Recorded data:
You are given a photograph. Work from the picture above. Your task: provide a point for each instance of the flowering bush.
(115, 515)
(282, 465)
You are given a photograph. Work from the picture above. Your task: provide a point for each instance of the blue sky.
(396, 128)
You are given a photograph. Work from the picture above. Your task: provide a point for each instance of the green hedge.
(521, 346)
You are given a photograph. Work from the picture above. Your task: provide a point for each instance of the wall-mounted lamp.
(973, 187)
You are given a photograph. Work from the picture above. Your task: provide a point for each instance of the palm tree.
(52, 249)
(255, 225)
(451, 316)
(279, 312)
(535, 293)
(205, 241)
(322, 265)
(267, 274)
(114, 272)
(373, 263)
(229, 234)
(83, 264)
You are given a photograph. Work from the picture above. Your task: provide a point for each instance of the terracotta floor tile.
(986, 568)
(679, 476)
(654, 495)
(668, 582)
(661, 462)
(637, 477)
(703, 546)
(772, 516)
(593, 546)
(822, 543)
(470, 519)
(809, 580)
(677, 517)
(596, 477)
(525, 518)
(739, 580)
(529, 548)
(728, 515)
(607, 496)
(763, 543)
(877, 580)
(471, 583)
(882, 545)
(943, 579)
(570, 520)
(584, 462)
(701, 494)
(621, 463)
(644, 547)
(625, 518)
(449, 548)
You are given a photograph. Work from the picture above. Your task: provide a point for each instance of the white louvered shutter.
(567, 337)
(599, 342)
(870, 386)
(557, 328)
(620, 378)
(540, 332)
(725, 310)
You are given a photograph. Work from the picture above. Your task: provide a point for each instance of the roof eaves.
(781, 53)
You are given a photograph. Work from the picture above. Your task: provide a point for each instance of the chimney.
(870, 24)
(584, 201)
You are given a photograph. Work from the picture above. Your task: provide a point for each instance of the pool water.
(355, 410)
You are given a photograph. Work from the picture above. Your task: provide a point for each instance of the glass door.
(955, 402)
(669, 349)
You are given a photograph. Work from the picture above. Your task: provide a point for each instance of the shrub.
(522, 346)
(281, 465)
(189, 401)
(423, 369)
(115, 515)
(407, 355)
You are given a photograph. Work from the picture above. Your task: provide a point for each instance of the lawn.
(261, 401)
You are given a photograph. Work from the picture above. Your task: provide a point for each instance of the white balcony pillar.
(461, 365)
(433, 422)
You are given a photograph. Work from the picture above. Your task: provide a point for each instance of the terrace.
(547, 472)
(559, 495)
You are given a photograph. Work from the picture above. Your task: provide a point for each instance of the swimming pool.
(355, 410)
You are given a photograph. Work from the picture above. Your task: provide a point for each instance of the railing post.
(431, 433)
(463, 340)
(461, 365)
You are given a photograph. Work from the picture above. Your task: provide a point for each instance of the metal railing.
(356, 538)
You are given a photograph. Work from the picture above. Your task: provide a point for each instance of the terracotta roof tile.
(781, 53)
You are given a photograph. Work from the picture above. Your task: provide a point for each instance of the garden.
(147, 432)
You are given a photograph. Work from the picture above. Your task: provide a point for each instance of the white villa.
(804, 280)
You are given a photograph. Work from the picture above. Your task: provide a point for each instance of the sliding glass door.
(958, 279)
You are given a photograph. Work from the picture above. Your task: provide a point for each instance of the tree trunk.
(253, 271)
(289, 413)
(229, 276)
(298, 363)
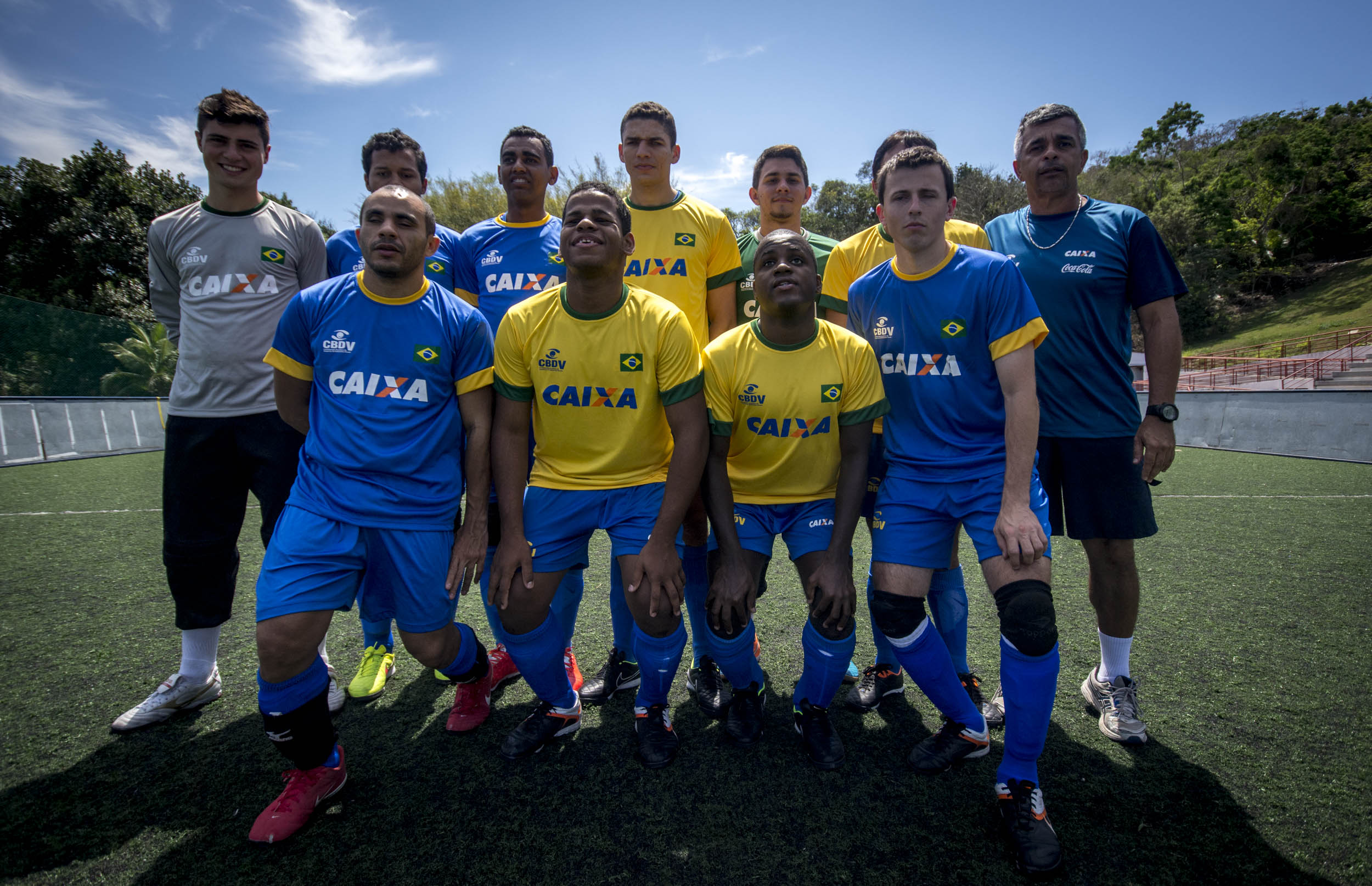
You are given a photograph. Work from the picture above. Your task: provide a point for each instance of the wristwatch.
(1167, 412)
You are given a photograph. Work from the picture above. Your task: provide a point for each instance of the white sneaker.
(336, 695)
(1117, 703)
(173, 695)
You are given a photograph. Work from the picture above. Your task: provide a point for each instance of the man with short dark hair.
(394, 426)
(954, 330)
(220, 273)
(1088, 264)
(611, 377)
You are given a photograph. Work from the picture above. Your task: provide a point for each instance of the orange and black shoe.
(877, 682)
(541, 729)
(1024, 821)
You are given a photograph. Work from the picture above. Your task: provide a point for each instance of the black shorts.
(207, 471)
(1097, 486)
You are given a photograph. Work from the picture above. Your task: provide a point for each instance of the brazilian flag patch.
(955, 328)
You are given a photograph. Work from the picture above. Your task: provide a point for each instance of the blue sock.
(826, 663)
(567, 602)
(284, 697)
(1030, 684)
(885, 653)
(736, 657)
(465, 652)
(928, 662)
(948, 607)
(698, 589)
(621, 619)
(539, 659)
(657, 662)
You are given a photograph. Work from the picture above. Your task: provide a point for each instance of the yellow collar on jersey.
(925, 275)
(386, 301)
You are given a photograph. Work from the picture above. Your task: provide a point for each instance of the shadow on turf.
(423, 805)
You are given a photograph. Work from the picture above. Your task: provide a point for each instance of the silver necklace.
(1080, 204)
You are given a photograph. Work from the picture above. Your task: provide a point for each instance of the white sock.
(199, 652)
(1115, 657)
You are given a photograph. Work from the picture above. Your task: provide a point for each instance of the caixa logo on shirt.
(378, 385)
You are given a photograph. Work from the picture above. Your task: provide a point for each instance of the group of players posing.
(648, 366)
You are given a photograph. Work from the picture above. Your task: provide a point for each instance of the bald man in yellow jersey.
(947, 596)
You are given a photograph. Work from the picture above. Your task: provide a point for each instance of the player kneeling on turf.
(387, 374)
(954, 330)
(611, 375)
(792, 401)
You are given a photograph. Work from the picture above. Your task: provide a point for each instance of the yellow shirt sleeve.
(678, 360)
(512, 379)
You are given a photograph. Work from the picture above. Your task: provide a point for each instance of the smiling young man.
(687, 254)
(948, 594)
(954, 330)
(611, 377)
(394, 426)
(1088, 262)
(791, 401)
(507, 259)
(220, 273)
(389, 158)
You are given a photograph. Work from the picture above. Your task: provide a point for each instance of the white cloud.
(155, 14)
(723, 55)
(723, 185)
(334, 50)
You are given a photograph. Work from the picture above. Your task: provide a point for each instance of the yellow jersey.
(781, 405)
(682, 251)
(599, 385)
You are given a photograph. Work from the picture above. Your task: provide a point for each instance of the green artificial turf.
(1253, 657)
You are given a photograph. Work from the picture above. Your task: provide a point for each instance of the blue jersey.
(937, 336)
(1110, 261)
(507, 262)
(386, 432)
(346, 257)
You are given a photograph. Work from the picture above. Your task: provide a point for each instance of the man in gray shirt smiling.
(220, 273)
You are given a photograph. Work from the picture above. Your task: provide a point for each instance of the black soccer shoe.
(822, 744)
(709, 685)
(615, 675)
(539, 730)
(877, 682)
(948, 747)
(1024, 821)
(744, 718)
(657, 741)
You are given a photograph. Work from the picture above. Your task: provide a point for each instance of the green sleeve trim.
(729, 276)
(868, 413)
(511, 393)
(682, 391)
(830, 303)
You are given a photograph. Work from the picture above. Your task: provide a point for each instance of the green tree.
(147, 364)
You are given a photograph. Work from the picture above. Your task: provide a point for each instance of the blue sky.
(833, 78)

What the exercise asks — Set down the entries above exactly; no pictures belong in the copy.

Response area —
You are given a photograph. Work from the picture above. Your task: provide a point for each instance of the flowering bush.
(115, 515)
(282, 465)
You are given a photograph. Work from the picture above. Your task: provide a point for each instance of the blue sky.
(396, 128)
You are given a photograph. Work from the picture above. Your task: provide a point for each instance of the green hedge.
(521, 346)
You are given a photograph. Work from the picture above. Your task: provide a point for each instance of the wall-mounted lamp.
(973, 187)
You are given a photograph. Work from the picture above. Your task: provide a point for each instance of the palm tree.
(52, 249)
(255, 225)
(451, 316)
(279, 312)
(535, 293)
(205, 241)
(322, 265)
(267, 274)
(114, 272)
(373, 263)
(229, 234)
(83, 264)
You are given a photograph. Work from the picture above. Your task: provide a point for each instance of the terracotta floor tile.
(986, 568)
(679, 476)
(654, 495)
(668, 582)
(661, 462)
(637, 477)
(703, 546)
(772, 516)
(593, 546)
(822, 543)
(470, 519)
(809, 580)
(677, 517)
(596, 477)
(525, 518)
(739, 580)
(529, 548)
(728, 515)
(607, 496)
(763, 543)
(877, 580)
(471, 583)
(882, 545)
(943, 579)
(570, 520)
(584, 462)
(701, 494)
(621, 463)
(644, 547)
(625, 518)
(449, 548)
You are given a photograph. Work from the picture above. Your task: provide a point for each instance of the white louvered shutter.
(567, 337)
(599, 342)
(870, 386)
(557, 328)
(620, 378)
(540, 332)
(725, 310)
You are given a photograph. Work from the picture above. Your task: provide a point for each instance of the roof eaves.
(781, 53)
You are given a photograph. Work from the picture above. Your task: provide a point for each instance of the chimney.
(870, 24)
(584, 201)
You are given a photograph. Work from the picture above. Your task: provide a point for each instance of the pool water.
(355, 410)
You are given a photograph. Work from the picture above. Your task: provide a point for each instance of the glass door.
(955, 402)
(669, 349)
You are given a photograph. Work from the picture above. Your task: provide a point for each instance of the shrub.
(522, 346)
(281, 465)
(189, 401)
(423, 369)
(115, 515)
(407, 355)
You are given a photograph. Work from the picture above. Your task: provide a point for each instance of the lawn.
(261, 401)
You are given a photograph. Work from the picture above. Your task: provide a point for each instance of the white balcony pillar.
(461, 365)
(433, 422)
You are given a photograph. Work from the picture above. Your task: provide a point for each instance of the terrace.
(547, 472)
(559, 495)
You are given a photograph. Work from the picture above. Your task: provide a point for each instance of the swimming pool.
(355, 410)
You are given a photograph. Work from the picture above. Your task: provide a point for each instance of the railing post.
(431, 433)
(463, 340)
(461, 365)
You are given a photograph. Work from the picture above. Your task: provide a point for each instance of the metal railing.
(356, 538)
You are given a photograph. Work from the picture above. Your task: provide a point for each instance of the terracotta roof tile.
(781, 53)
You are given a photograph. Work from the picture above. Your task: provide a point for each instance of the garden.
(147, 432)
You are given a photograph. Work from the picture above. Your task: provide a point for each instance of the white villa.
(804, 280)
You are given a photograph. Work from the picture above. Your task: provide a point for each instance of the sliding glass door.
(958, 279)
You are given a photograph. Work from the picture above. Your task: provide a point for each instance of the tree trunk.
(253, 271)
(289, 413)
(229, 276)
(298, 363)
You are given a photograph. Work from the picture above. Your task: provide a point for each instance of the wristwatch.
(1167, 412)
You are given a photograph. Work from the picture above. Your task: provide a point for each instance of the white sneaker.
(336, 695)
(1117, 703)
(173, 695)
You are given a photograph. Work from the picture above. Your task: provide a point for each instance of the man with short dark hair.
(394, 426)
(954, 330)
(220, 273)
(1088, 264)
(611, 377)
You are given a photograph. Work from the picture above. Your task: provide a point for each instance of the orange and black shoe.
(877, 682)
(541, 729)
(1024, 821)
You are given a photograph. Work from the picture above. Your task: provide a point for each instance of the black shorts.
(207, 471)
(1097, 486)
You are given a photograph. Work from the picture above. Your task: provide a point for each instance of the brazilian flag patch.
(955, 328)
You are given a photograph. Work from the picture above. Your task: provide a point for each instance of the blue sock.
(826, 663)
(567, 602)
(284, 697)
(1030, 684)
(885, 653)
(736, 657)
(465, 652)
(928, 662)
(948, 607)
(698, 589)
(621, 619)
(539, 659)
(657, 662)
You are given a photograph. Work from the picture above. Your task: provide a point for each instance of the yellow collar on jersey.
(925, 275)
(386, 301)
You are given a photograph. Work from the picture above. Your task: provide a point for each instance of the shadow on turf.
(423, 805)
You are given a photograph. Work from the picture above. Your task: provide a point for each instance of the silver necklace.
(1080, 204)
You are given a photograph. Work from the picture above. Your task: provide a point for each instance of the white sock.
(199, 652)
(1115, 657)
You are given a photograph. Work from the picture above. Your task: provide a point for each instance of the caixa logo on shirt.
(378, 385)
You are given a photograph. Work from the picture above. Your task: provide a point for each instance of the group of players posing.
(648, 366)
You are given a photograph. Work from the picture above. Your task: provide a point for each instance of the bald man in yellow jersey.
(947, 596)
You are given a photograph. Work from the picture above. Your task: provide a point for each instance of the player kneeling on turf.
(387, 374)
(954, 330)
(611, 375)
(792, 401)
You are given a photograph. Work from the picture above. Your task: provide a point for each instance of the yellow shirt sleeve.
(678, 360)
(512, 379)
You are given a photograph. Work from the picture above. Your task: provide a point for each instance of the smiling young man.
(687, 254)
(948, 594)
(954, 330)
(611, 377)
(394, 426)
(1088, 262)
(791, 401)
(507, 259)
(220, 273)
(389, 158)
You are given a photograph. Work from the picture above. Your task: provide a point for each instance of the white cloud.
(155, 14)
(723, 55)
(723, 185)
(334, 50)
You are given a photograph. Work from the picture above. Your task: provide a point for each instance of the yellow jersey.
(781, 405)
(682, 251)
(599, 385)
You are given a photograph. Work from the picture above. Your task: provide a point for each instance of the green artificial turf.
(1253, 657)
You are given a photograph. Work from the picture above. Your task: provide a point for each instance of the blue jersey.
(937, 336)
(1110, 261)
(507, 262)
(386, 432)
(346, 257)
You are given a photograph. Work from the picture above. Your task: provide a point for each instance of the man in gray shirt smiling.
(220, 273)
You are given a photograph. Work from the picture above. Your task: provide a point for each instance of the black soccer shoe.
(822, 744)
(709, 685)
(615, 675)
(539, 730)
(877, 682)
(948, 747)
(1024, 821)
(744, 718)
(657, 741)
You are given a photograph. Work from the picture above. Your task: provide a point for each instance of the green sleeve trim.
(729, 276)
(868, 413)
(511, 393)
(682, 391)
(830, 303)
You are given a photograph. Work from the picture above. Your task: provide a point for each instance of the green tree.
(147, 364)
You are given a photograph. Work from the picture above. Your task: provide a point for each instance of the blue sky.
(833, 78)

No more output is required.